• [Source excerpt]:
High housing costs in Colorado and across the country have been putting the pinch on renters and prospective home buyers for some time.
Any talk of housing, from government officials to developers to landlords, touches on affordability. A new study released Wednesday by the National Low Income Housing Coalition will only add more urgency to those discussions.
The Washington Post breaks down the report like this: There is nowhere in the country where someone working a full-time, minimum-wage job could afford to rent a modest two-bedroom apartment. And a one-bedroom is available to those low-wage workers in only 22 counties in five states: Colorado, Arizona, California, Oregon and Washington.
The report by the coalition says that in Colorado, a worker needs to earn $23.93 an hour to afford a two-bedroom apartment, while the Fair Market Rent is $1,245 in the state. Fair Market Rent is Housing and Urban Development’s best estimate of what a household seeking a modest rental home in a short amount of time can expect to pay for rent and utilities, according to the report.

• [List of tasks]:
a. Condense the paragraph of the housing-cost article that begins "The report by the coalition says" into a short bulleted list that keeps its main facts.
b. Copy word for word the stretch of the housing-cost article from "The report by" through "to the report.".

• [Given records]:
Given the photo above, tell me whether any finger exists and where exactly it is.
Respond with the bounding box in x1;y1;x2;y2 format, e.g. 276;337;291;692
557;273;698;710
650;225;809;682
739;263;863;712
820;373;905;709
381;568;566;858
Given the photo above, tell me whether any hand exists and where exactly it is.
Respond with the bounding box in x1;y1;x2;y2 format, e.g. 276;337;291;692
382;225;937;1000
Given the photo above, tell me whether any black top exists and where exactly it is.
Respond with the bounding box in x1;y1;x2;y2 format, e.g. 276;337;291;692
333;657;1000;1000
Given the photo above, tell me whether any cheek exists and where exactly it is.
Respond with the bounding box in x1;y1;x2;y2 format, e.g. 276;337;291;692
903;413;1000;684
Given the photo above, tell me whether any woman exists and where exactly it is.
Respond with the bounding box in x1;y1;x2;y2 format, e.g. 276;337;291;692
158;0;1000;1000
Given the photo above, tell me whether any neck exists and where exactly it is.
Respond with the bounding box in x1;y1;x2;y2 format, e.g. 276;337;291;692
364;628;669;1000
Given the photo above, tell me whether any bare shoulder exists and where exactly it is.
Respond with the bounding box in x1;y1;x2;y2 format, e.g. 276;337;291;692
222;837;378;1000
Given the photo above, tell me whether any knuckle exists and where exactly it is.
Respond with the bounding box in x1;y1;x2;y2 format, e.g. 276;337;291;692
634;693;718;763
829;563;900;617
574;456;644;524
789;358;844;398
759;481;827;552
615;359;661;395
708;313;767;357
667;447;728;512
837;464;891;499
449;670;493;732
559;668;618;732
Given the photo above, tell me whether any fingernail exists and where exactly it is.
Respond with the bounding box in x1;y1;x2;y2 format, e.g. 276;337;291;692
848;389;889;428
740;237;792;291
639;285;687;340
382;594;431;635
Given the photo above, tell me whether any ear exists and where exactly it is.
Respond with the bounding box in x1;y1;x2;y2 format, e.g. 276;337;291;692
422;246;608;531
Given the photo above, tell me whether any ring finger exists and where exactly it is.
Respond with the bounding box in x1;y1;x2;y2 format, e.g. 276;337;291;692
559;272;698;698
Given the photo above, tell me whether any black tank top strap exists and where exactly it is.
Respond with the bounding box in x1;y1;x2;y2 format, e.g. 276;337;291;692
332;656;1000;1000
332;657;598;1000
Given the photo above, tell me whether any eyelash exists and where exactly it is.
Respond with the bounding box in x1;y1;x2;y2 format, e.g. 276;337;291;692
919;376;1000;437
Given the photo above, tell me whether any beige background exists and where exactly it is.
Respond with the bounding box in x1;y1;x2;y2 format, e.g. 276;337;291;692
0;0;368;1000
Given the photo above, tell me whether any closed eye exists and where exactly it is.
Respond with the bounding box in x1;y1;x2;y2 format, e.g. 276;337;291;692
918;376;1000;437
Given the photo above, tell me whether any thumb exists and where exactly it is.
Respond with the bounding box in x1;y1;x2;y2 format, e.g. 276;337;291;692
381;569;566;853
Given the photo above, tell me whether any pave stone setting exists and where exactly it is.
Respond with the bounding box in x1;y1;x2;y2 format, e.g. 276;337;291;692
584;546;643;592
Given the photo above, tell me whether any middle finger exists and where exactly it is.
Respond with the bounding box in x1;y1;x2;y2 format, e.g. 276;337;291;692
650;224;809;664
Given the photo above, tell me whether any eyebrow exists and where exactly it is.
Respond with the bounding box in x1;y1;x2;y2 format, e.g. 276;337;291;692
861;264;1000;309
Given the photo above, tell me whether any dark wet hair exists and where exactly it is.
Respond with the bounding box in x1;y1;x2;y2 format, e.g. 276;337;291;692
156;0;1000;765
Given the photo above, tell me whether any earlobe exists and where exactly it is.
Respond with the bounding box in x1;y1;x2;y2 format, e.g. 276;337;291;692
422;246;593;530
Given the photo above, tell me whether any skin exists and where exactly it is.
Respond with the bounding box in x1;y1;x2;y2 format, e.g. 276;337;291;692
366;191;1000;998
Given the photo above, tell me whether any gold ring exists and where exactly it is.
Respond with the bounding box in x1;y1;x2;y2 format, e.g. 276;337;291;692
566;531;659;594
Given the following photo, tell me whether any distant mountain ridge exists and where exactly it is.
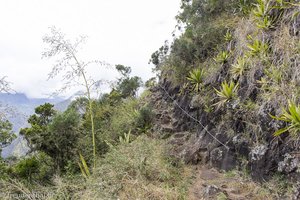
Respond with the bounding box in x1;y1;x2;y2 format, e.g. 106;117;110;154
0;93;71;158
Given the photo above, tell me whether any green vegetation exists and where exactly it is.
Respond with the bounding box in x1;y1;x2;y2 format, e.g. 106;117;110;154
0;119;16;155
272;101;300;136
215;51;230;64
187;69;204;92
247;40;269;56
230;57;247;79
215;81;238;108
0;0;300;199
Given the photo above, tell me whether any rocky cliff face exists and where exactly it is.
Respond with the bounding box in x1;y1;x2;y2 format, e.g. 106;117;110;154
152;1;300;186
152;78;300;183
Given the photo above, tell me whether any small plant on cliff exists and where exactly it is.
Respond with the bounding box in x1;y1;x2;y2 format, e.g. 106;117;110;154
230;57;247;79
215;81;238;107
247;40;269;56
187;69;204;92
271;101;300;136
224;30;233;42
214;51;230;64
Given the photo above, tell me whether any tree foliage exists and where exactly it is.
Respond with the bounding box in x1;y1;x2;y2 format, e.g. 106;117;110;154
20;103;80;170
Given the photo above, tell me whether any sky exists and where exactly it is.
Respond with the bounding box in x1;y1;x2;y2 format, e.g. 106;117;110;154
0;0;180;98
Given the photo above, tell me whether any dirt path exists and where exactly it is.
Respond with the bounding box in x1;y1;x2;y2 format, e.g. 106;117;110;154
188;166;274;200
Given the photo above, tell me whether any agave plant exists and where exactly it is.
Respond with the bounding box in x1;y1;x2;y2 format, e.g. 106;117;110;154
119;130;131;144
187;69;204;92
270;101;300;136
247;40;269;56
214;51;230;64
214;81;238;107
253;0;271;18
230;57;247;79
224;31;233;42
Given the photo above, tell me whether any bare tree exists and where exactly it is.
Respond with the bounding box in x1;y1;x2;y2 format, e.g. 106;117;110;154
0;76;13;93
42;27;109;167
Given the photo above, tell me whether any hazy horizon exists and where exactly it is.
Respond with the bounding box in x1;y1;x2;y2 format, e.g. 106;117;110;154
0;0;180;98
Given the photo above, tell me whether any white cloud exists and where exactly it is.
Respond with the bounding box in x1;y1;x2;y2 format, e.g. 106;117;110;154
0;0;180;97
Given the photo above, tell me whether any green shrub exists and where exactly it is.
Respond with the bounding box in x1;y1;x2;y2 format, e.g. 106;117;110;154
78;136;189;199
136;105;154;133
12;152;55;182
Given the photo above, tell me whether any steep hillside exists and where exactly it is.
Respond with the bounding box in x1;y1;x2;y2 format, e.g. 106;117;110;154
152;0;300;197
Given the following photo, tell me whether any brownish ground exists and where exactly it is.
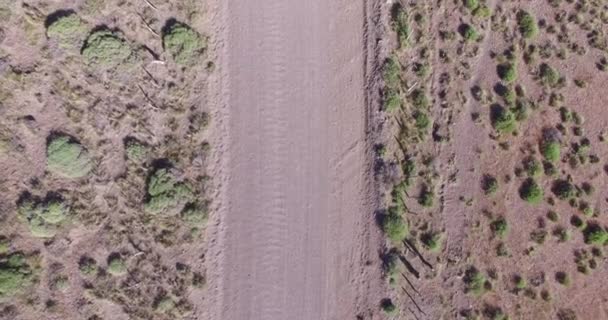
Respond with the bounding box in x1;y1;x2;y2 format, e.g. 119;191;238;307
386;1;608;319
204;0;380;320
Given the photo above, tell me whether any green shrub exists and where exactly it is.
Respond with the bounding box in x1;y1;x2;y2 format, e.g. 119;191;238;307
464;0;479;11
382;57;401;91
414;111;431;131
18;195;69;238
81;29;134;68
46;12;87;47
382;210;409;242
108;253;127;276
481;174;498;195
490;217;509;238
461;24;479;41
181;202;209;226
496;62;517;83
583;223;608;246
145;168;194;214
384;90;401;112
380;299;399;316
540;141;561;162
163;21;207;66
551;180;576;200
0;253;33;298
125;138;149;162
491;105;517;133
517;11;538;39
519;178;543;204
46;135;91;179
463;267;489;296
78;256;97;276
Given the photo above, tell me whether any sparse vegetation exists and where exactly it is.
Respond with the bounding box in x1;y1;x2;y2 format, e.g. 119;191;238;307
163;21;207;66
46;135;92;179
82;29;134;68
519;178;544;204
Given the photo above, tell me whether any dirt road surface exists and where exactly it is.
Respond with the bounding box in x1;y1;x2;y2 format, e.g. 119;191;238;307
215;0;377;320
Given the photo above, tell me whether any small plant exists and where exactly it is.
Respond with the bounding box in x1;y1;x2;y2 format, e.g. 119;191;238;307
108;253;127;276
583;223;608;246
17;194;69;238
540;141;561;162
46;135;92;179
125;138;149;162
551;180;576;200
81;29;134;68
380;299;399;316
78;256;97;276
145;168;194;214
491;105;517;133
519;178;543;204
481;174;498;195
464;0;479;11
490;217;509;238
0;253;34;298
496;62;517;83
163;20;207;66
461;24;479;41
463;267;490;296
46;11;87;47
382;212;409;242
517;11;538;39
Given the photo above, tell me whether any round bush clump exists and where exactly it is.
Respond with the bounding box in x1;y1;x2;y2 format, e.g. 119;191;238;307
82;29;133;68
496;62;517;83
0;253;33;298
18;196;69;238
519;178;543;204
491;106;517;133
163;22;207;66
46;12;87;47
46;135;91;179
382;212;409;242
540;141;561;162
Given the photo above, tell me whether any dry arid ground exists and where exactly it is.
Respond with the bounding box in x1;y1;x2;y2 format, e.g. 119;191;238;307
377;0;608;320
0;0;215;319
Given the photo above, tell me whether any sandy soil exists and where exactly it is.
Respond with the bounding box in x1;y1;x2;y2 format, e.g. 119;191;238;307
210;0;381;320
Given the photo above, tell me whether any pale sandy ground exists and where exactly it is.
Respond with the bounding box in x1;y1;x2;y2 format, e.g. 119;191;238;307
204;0;381;320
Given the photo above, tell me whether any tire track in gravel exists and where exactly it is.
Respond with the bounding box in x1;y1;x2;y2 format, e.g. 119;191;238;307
216;0;380;320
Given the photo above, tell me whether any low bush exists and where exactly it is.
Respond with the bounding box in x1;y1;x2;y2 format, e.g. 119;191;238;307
496;62;517;83
551;180;576;200
46;11;87;48
81;29;134;68
519;178;544;204
481;174;498;195
517;11;538;39
583;223;608;246
145;168;194;214
382;210;409;242
162;20;207;66
0;253;34;298
490;217;509;238
108;253;127;276
46;134;92;179
490;105;517;133
17;194;69;238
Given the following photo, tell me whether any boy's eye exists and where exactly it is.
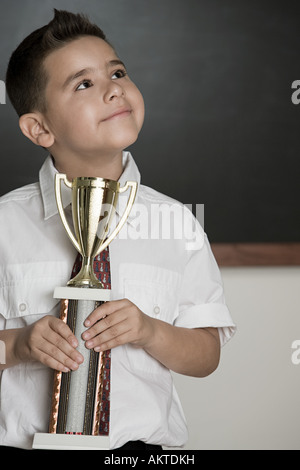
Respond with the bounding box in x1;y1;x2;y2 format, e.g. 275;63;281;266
76;80;92;91
111;69;127;80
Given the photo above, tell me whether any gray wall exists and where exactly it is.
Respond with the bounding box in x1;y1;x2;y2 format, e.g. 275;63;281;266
0;0;300;449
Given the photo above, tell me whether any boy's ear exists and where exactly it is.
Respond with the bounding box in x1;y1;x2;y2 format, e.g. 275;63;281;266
19;113;54;148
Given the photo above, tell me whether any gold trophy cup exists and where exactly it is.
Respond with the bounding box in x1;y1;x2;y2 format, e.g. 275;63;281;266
33;174;137;449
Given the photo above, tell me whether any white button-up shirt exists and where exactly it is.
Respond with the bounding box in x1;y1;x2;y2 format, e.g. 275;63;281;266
0;152;235;448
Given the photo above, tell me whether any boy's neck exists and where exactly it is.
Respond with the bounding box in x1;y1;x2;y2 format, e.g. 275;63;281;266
52;152;123;181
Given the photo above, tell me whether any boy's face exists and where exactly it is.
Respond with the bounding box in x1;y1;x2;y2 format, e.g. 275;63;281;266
40;36;144;165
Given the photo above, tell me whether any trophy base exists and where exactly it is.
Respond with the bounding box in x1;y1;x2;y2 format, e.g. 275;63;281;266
53;287;111;302
32;433;109;450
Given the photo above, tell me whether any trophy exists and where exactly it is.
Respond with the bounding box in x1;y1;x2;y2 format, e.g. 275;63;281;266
33;174;137;449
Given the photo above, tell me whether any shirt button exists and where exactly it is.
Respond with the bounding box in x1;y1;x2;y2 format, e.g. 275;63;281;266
153;305;160;315
19;303;27;312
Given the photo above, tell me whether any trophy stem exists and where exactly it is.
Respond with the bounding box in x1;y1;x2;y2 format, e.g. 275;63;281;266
67;256;104;289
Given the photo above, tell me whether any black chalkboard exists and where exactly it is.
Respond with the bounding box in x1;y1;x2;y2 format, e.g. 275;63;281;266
0;0;300;242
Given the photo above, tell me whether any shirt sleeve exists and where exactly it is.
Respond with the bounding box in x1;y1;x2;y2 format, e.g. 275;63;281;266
174;229;236;346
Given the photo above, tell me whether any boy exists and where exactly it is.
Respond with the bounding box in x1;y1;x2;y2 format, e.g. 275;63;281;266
0;10;234;448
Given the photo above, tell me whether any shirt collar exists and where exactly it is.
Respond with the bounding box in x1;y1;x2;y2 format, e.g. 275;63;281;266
39;152;141;222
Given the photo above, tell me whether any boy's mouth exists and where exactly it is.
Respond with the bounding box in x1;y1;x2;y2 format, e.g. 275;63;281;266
103;108;131;121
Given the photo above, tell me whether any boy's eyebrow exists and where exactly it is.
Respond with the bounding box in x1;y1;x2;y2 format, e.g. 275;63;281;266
63;59;126;89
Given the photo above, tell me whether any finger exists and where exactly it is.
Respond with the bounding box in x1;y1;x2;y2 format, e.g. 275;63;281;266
86;320;130;351
34;340;79;372
84;299;125;327
82;309;127;347
44;329;83;369
50;317;78;348
94;331;130;352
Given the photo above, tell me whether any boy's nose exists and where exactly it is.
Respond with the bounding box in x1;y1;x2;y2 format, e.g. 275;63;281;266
104;82;124;102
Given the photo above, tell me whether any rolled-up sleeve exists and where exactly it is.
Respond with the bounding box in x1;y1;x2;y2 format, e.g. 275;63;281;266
174;234;236;346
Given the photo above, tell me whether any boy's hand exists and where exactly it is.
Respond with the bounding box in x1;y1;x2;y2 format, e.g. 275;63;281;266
82;299;153;351
15;315;83;372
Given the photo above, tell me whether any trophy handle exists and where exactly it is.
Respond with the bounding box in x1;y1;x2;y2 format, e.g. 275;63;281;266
95;181;137;256
55;173;81;253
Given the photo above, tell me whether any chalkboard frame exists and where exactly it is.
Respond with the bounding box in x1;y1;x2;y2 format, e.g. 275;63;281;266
211;243;300;267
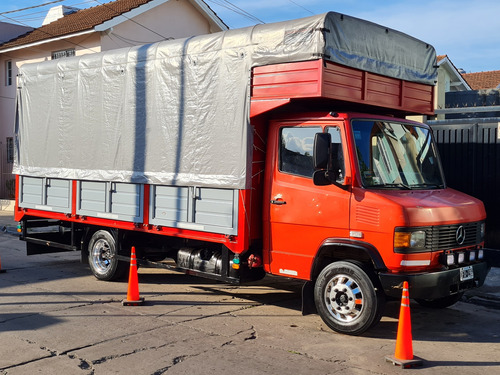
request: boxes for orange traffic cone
[122,246,144,306]
[385,281,422,368]
[0,254,7,273]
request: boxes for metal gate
[428,118,500,249]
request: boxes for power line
[288,0,314,15]
[0,0,64,15]
[94,0,171,39]
[0,10,99,53]
[208,0,265,23]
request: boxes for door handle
[271,194,286,206]
[271,199,286,205]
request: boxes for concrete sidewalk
[0,200,500,306]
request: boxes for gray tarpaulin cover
[14,12,436,188]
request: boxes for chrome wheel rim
[92,239,112,274]
[324,275,364,323]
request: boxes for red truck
[15,12,488,335]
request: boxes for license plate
[460,266,474,281]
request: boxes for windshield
[352,120,444,189]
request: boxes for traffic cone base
[122,246,144,306]
[385,281,423,368]
[385,356,424,368]
[122,297,144,306]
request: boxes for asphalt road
[0,229,500,375]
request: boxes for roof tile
[462,70,500,90]
[0,0,152,50]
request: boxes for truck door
[264,122,351,279]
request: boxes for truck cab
[264,112,488,334]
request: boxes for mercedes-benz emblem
[455,225,465,245]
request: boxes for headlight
[410,230,425,249]
[394,230,426,253]
[446,253,455,266]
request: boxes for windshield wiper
[369,182,411,190]
[411,183,444,189]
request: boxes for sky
[0,0,500,73]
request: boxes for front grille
[425,222,482,251]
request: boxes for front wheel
[88,230,127,281]
[314,261,385,335]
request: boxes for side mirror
[313,133,349,189]
[313,133,332,170]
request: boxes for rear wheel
[314,261,385,335]
[415,292,464,309]
[88,230,127,281]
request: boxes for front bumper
[379,262,489,299]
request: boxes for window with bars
[7,137,14,163]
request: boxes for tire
[415,292,464,309]
[314,261,385,335]
[88,230,128,281]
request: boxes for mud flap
[302,281,318,315]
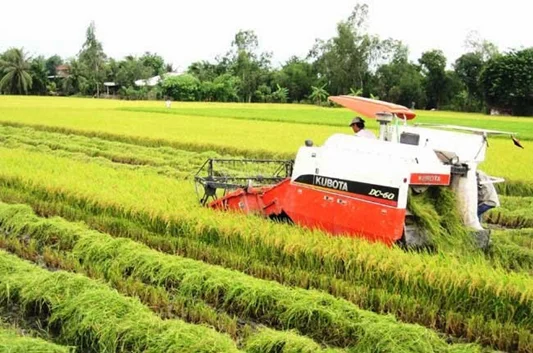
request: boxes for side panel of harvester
[283,136,409,244]
[211,134,450,244]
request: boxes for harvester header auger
[195,96,516,248]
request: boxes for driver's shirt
[355,129,377,139]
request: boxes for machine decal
[294,174,399,201]
[410,173,450,185]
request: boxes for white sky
[0,0,533,69]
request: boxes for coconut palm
[309,84,329,104]
[0,48,32,94]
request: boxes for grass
[0,251,238,352]
[0,204,477,352]
[0,323,75,353]
[0,97,533,181]
[0,153,533,345]
[0,96,533,352]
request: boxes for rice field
[0,96,533,353]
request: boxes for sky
[0,0,533,70]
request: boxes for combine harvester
[195,96,522,248]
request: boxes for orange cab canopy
[329,96,416,120]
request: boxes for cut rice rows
[0,97,533,353]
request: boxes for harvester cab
[195,96,519,248]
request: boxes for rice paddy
[0,96,533,353]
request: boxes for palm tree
[0,48,32,94]
[349,88,363,97]
[274,84,289,103]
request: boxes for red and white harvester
[195,96,519,247]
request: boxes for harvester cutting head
[196,96,520,248]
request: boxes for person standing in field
[350,116,376,139]
[476,170,500,222]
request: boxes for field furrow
[0,322,75,353]
[0,251,238,352]
[0,201,477,352]
[0,95,533,353]
[0,153,531,347]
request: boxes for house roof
[135,72,183,87]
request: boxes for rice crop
[0,96,533,353]
[0,204,482,352]
[0,151,531,345]
[0,251,238,352]
[0,323,75,353]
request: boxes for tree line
[0,4,533,115]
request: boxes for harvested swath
[2,151,531,345]
[0,323,71,353]
[0,204,478,352]
[0,121,294,158]
[484,196,533,228]
[495,180,533,197]
[244,328,343,353]
[490,232,533,274]
[0,251,238,353]
[0,125,277,179]
[407,187,479,255]
[0,184,533,352]
[0,173,531,340]
[493,228,533,249]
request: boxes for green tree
[272,84,289,103]
[273,56,318,102]
[309,84,329,105]
[0,48,33,94]
[375,55,425,108]
[187,60,219,82]
[115,55,154,87]
[454,53,485,111]
[161,74,201,101]
[418,50,448,109]
[30,56,49,95]
[78,22,107,96]
[140,52,166,76]
[61,59,89,95]
[480,48,533,115]
[231,31,271,102]
[309,4,394,95]
[45,55,63,76]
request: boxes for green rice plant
[407,187,477,254]
[2,148,531,328]
[0,188,533,352]
[0,325,75,353]
[0,251,237,352]
[490,231,533,274]
[0,204,478,352]
[244,328,341,353]
[493,228,533,249]
[0,147,527,316]
[0,97,533,181]
[495,180,533,197]
[484,196,533,228]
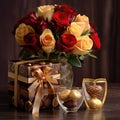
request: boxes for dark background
[0,0,120,90]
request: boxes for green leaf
[68,55,82,67]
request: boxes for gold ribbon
[28,66,60,117]
[14,59,40,107]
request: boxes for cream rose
[15,23,34,45]
[38,5,54,21]
[72,36,93,55]
[74,14,90,32]
[66,22,83,39]
[40,29,56,53]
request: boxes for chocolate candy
[59,89,71,101]
[87,98,103,109]
[69,89,81,100]
[86,85,103,97]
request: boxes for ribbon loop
[28,66,60,116]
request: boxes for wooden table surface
[0,84,120,120]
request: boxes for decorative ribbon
[14,59,40,107]
[28,66,60,117]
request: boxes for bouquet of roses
[13,4,100,67]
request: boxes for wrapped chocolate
[8,60,60,115]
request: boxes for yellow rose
[74,14,90,32]
[38,5,54,21]
[15,23,34,45]
[72,36,93,55]
[66,22,83,39]
[40,29,56,53]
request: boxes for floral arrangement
[13,4,100,67]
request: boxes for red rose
[23,33,40,52]
[57,34,77,52]
[90,32,101,50]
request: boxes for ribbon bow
[28,66,60,117]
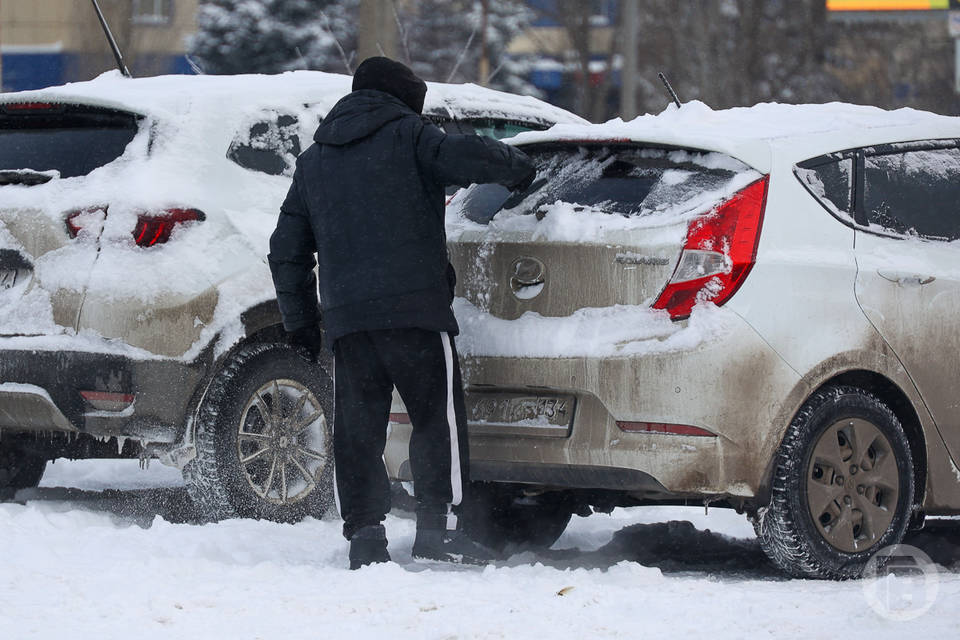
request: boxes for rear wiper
[0,169,60,187]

• [Answers to the exercises]:
a.
- In Colorado, a worker must earn $23.93 an hour to afford a two-bedroom apartment.
- The state's Fair Market Rent is $1,245.
- Fair Market Rent is Housing and Urban Development's best estimate of the rent and utilities a household seeking a modest rental home in a short amount of time can expect to pay.

b.
The report by the coalition says that in Colorado, a worker needs to earn $23.93 an hour to afford a two-bedroom apartment, while the Fair Market Rent is $1,245 in the state. Fair Market Rent is Housing and Urban Development’s best estimate of what a household seeking a modest rental home in a short amount of time can expect to pay for rent and utilities, according to the report.